## QUOTED PASSAGE
****
The hatches have been battened down since the bus pulled out of Corrigan Park a fortnight ago - not that Daly finds it hard to steer clear of the buzz surrounding the build-up to big Ulster games.

After finishing an undergrad on Human Genetics at Trinity College in Dublin, the 27-year-old is in the final year of a post-graduate in medicine at the Royal College of Surgeons.

By 8am the morning after defeating Cargin, Daly was doing his rounds at Our Lady of Lourdes hospital in Drogheda. So while the vast majority of his team-mates were heading home to celebrate, he was jumping off the bus at Aughnacloy.

“The travelling can be tough, but thankfully I’m only up on Fridays, I don’t have to do the midweek slog that you have to do during the inert-county season.

“When Fermanagh starts back there’s a crew of us train down there, but at the minute I train by myself and do the gym work, maybe play a wee bit of tennis just for sharpness. Sometimes I just have to do something different to get my head off it.

“I’ve been doing this for the last five or six year, since I was at Trinity. It’s part and parcel of my life, I know how to do it, how to schedule and keep everything in check.

“I’m kind of in a little bubble down there, away from all this. I don’t have to read local press and hear what’s going on - though it all gets relayed by my family anyway!”

The smile is back, but there wasn’t always so much to be upbeat about.

A spate of injuries has left Daly a frustrated figure on the sidelines at times, and never moreso than the horrific cruciate ligament suffered during a pre-Christmas college game for Trinity at the end of 2015.

That kept him out of action for a year, while there have been niggly hamstrings to contend with as a consequence. It’s not something that preys on his mind, but if one positive has emerged, it is Daly’s ability to listen to and understand what his body is telling him.

“I’ve been in this game a long time so I know how to keep myself, especially with the run of injuries I’ve had. I really have to hone in and make sure I’m doing the groundwork and that everything is in tip-top shape.

“I’ve had some very tough times, I had a long rehab trying to come back and thankfully I’m in the best shape I’ve been in and feel physically and mentally the best I’ve been.

“It just comes with the experience of learning to know your body. If I feel a twinge or anything, I know exactly what’s going on. I’ve been there before, and you know how to deal with it yourself.”

Injury-free, loving life and loving football, all is well in Tiarnan Daly’s world.

Being pitted against the Tyrone champions feels almost like a derby, so familiar are both sets of players with the other. Every year, on the third week in July, the clubs face off in a challenge game.

Several of the players know each other from their days at St Michael’s College in Enniskillen. Derrygonnelly joint manager Brendan Rasdale reckons he coached at least 10 of the men who will wear red on Sunday.

And, having earned their spot on this stage so many times in recent years, Daly hopes the Harps are finally ready to come of age.

“You’re here five years in-a-row now and you’re thinking that must stand to you in some sense,” he says.

“Definitely, there is an element that you’ve been here before, there’s a little bit less pressure because you know the set-up – you know it’s going to be a battle, and you know it’s going to be a serious step up from the Fermanagh championship.

“Does it prepare you better going five in-a-row? Definitely - but you just never know what happens in Ulster championship. This is a great opportunity now for our lads to impress on the bigger stage.

“You’re playing against some of the best footballers in Ulster and you have to go out and show you’re up to it.”
****
## DATA TO EXAMINE
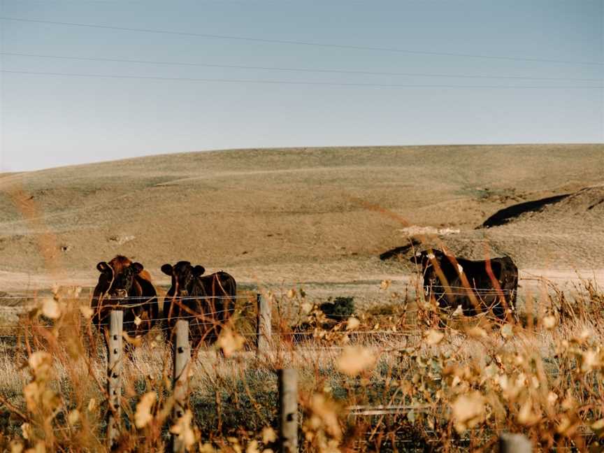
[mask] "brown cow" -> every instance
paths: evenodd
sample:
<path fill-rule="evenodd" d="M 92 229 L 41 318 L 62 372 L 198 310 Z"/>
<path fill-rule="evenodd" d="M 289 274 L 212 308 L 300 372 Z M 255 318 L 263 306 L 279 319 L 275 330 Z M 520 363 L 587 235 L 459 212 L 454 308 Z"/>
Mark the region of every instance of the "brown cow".
<path fill-rule="evenodd" d="M 159 316 L 157 292 L 141 263 L 117 255 L 96 265 L 101 273 L 92 296 L 93 322 L 108 323 L 111 310 L 124 312 L 124 330 L 132 336 L 148 332 Z"/>
<path fill-rule="evenodd" d="M 235 310 L 235 279 L 222 271 L 203 275 L 205 271 L 203 266 L 186 261 L 161 266 L 161 272 L 172 278 L 164 299 L 164 317 L 171 327 L 179 318 L 188 319 L 195 345 L 215 342 Z"/>

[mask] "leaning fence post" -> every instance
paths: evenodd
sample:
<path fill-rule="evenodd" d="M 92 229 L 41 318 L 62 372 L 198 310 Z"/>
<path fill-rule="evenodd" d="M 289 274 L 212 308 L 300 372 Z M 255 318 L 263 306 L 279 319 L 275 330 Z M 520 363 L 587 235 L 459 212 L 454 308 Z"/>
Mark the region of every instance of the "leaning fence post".
<path fill-rule="evenodd" d="M 261 294 L 256 294 L 258 303 L 258 318 L 256 323 L 257 357 L 268 352 L 271 340 L 271 304 Z"/>
<path fill-rule="evenodd" d="M 191 346 L 189 345 L 189 322 L 178 319 L 175 328 L 174 368 L 172 378 L 172 393 L 174 396 L 174 420 L 185 415 L 187 409 L 187 394 L 189 389 L 189 361 L 191 359 Z M 185 445 L 177 436 L 172 435 L 172 451 L 184 452 Z"/>
<path fill-rule="evenodd" d="M 278 371 L 279 384 L 279 451 L 298 452 L 298 374 L 294 368 Z"/>
<path fill-rule="evenodd" d="M 120 437 L 122 419 L 122 329 L 124 312 L 112 310 L 109 317 L 108 363 L 107 366 L 107 391 L 109 394 L 109 419 L 107 422 L 107 440 L 109 447 Z"/>
<path fill-rule="evenodd" d="M 531 441 L 523 434 L 503 433 L 499 436 L 500 453 L 531 453 Z"/>

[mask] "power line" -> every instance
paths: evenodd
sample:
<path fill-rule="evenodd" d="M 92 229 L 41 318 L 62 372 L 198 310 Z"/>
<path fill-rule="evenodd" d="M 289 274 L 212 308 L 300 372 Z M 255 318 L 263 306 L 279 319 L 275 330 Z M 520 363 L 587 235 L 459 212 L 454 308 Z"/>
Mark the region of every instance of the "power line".
<path fill-rule="evenodd" d="M 192 33 L 187 31 L 174 31 L 171 30 L 159 30 L 154 29 L 139 29 L 131 28 L 127 27 L 116 27 L 113 25 L 98 25 L 96 24 L 82 24 L 78 22 L 57 22 L 52 20 L 39 20 L 34 19 L 24 19 L 22 17 L 0 17 L 1 20 L 12 20 L 14 22 L 31 22 L 36 24 L 50 24 L 53 25 L 64 25 L 68 27 L 80 27 L 86 28 L 96 28 L 106 30 L 117 30 L 121 31 L 137 31 L 141 33 L 158 33 L 162 34 L 170 34 L 180 36 L 196 36 L 198 38 L 210 38 L 212 39 L 226 39 L 231 41 L 244 41 L 256 43 L 265 43 L 271 44 L 287 44 L 294 45 L 306 45 L 315 46 L 322 48 L 331 48 L 336 49 L 349 49 L 352 50 L 368 50 L 368 51 L 379 51 L 379 52 L 390 52 L 396 53 L 406 53 L 418 55 L 434 55 L 440 57 L 457 57 L 463 58 L 483 58 L 489 59 L 499 59 L 508 61 L 519 61 L 519 62 L 532 62 L 540 63 L 561 63 L 564 64 L 584 64 L 592 66 L 603 66 L 604 63 L 599 62 L 581 62 L 581 61 L 569 61 L 569 60 L 559 60 L 549 59 L 542 58 L 524 58 L 519 57 L 506 57 L 501 55 L 486 55 L 481 54 L 466 54 L 456 53 L 449 52 L 431 52 L 427 50 L 411 50 L 408 49 L 400 49 L 396 48 L 382 48 L 382 47 L 371 47 L 364 45 L 352 45 L 347 44 L 333 44 L 331 43 L 318 43 L 311 41 L 289 41 L 284 39 L 268 39 L 263 38 L 252 38 L 249 36 L 236 36 L 233 35 L 219 35 L 208 33 Z"/>
<path fill-rule="evenodd" d="M 268 80 L 258 79 L 227 79 L 227 78 L 195 78 L 185 77 L 157 77 L 151 76 L 126 76 L 122 74 L 82 74 L 74 73 L 55 73 L 33 71 L 10 71 L 4 69 L 1 73 L 9 74 L 31 74 L 36 76 L 57 76 L 65 77 L 96 77 L 117 79 L 137 79 L 149 80 L 171 80 L 182 82 L 208 82 L 220 83 L 252 83 L 259 85 L 316 85 L 326 87 L 366 87 L 375 88 L 475 88 L 475 89 L 595 89 L 603 88 L 601 85 L 591 86 L 544 86 L 544 85 L 419 85 L 419 84 L 388 84 L 388 83 L 355 83 L 337 82 L 296 82 L 292 80 Z"/>
<path fill-rule="evenodd" d="M 164 62 L 152 60 L 126 59 L 119 58 L 103 58 L 99 57 L 73 57 L 67 55 L 48 55 L 42 54 L 16 53 L 12 52 L 0 52 L 1 55 L 12 57 L 25 57 L 33 58 L 52 58 L 90 62 L 106 62 L 114 63 L 136 63 L 138 64 L 159 64 L 166 66 L 196 66 L 204 68 L 225 68 L 229 69 L 260 69 L 263 71 L 281 71 L 287 72 L 322 73 L 337 74 L 359 74 L 363 76 L 403 76 L 420 77 L 441 77 L 448 78 L 479 78 L 479 79 L 510 79 L 527 80 L 570 80 L 577 82 L 600 82 L 600 78 L 577 78 L 568 77 L 524 77 L 515 76 L 482 76 L 468 74 L 435 74 L 429 73 L 400 73 L 382 72 L 375 71 L 349 71 L 343 69 L 312 69 L 310 68 L 288 68 L 280 66 L 246 66 L 241 64 L 216 64 L 213 63 L 195 63 L 189 62 Z"/>

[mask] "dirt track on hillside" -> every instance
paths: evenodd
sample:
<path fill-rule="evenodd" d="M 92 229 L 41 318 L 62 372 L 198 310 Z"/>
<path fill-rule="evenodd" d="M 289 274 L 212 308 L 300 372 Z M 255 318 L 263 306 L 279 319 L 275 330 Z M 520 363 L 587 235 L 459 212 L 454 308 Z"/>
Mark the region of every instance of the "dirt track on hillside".
<path fill-rule="evenodd" d="M 603 150 L 251 150 L 10 175 L 0 178 L 0 290 L 94 285 L 96 263 L 120 253 L 158 282 L 162 264 L 189 259 L 247 285 L 373 300 L 381 280 L 409 281 L 407 263 L 378 257 L 410 235 L 470 258 L 509 254 L 556 281 L 575 268 L 601 281 Z M 475 229 L 500 210 L 562 194 L 576 196 Z"/>

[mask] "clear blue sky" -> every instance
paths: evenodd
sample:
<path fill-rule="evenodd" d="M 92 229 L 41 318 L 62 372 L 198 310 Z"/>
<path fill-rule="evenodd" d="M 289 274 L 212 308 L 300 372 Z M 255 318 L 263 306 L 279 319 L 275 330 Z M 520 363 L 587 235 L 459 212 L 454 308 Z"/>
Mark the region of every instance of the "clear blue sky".
<path fill-rule="evenodd" d="M 0 4 L 1 171 L 233 148 L 603 141 L 601 0 Z"/>

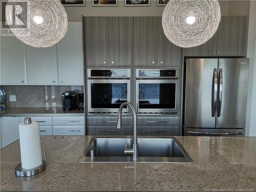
****
## COMPLETE THE FOLLOWING
1: Edit the Tiarnan Daly article by reproducing the portion starting with "That kept him" and going on through "in tip-top shape.", with "hamstrings" changed to "calf strains".
2: Shorten the paragraph in the Tiarnan Daly article that opens "By 8am the morning" into one sentence, keeping its main facts.

## ANSWERS FOR THE EXERCISE
1:
That kept him out of action for a year, while there have been niggly calf strains to contend with as a consequence. It’s not something that preys on his mind, but if one positive has emerged, it is Daly’s ability to listen to and understand what his body is telling him.

“I’ve been in this game a long time so I know how to keep myself, especially with the run of injuries I’ve had. I really have to hone in and make sure I’m doing the groundwork and that everything is in tip-top shape.

2: By 8am the morning after beating Cargin, Daly was doing his rounds at Our Lady of Lourdes hospital in Drogheda, so he got off the bus at Aughnacloy while most of his team-mates headed home to celebrate.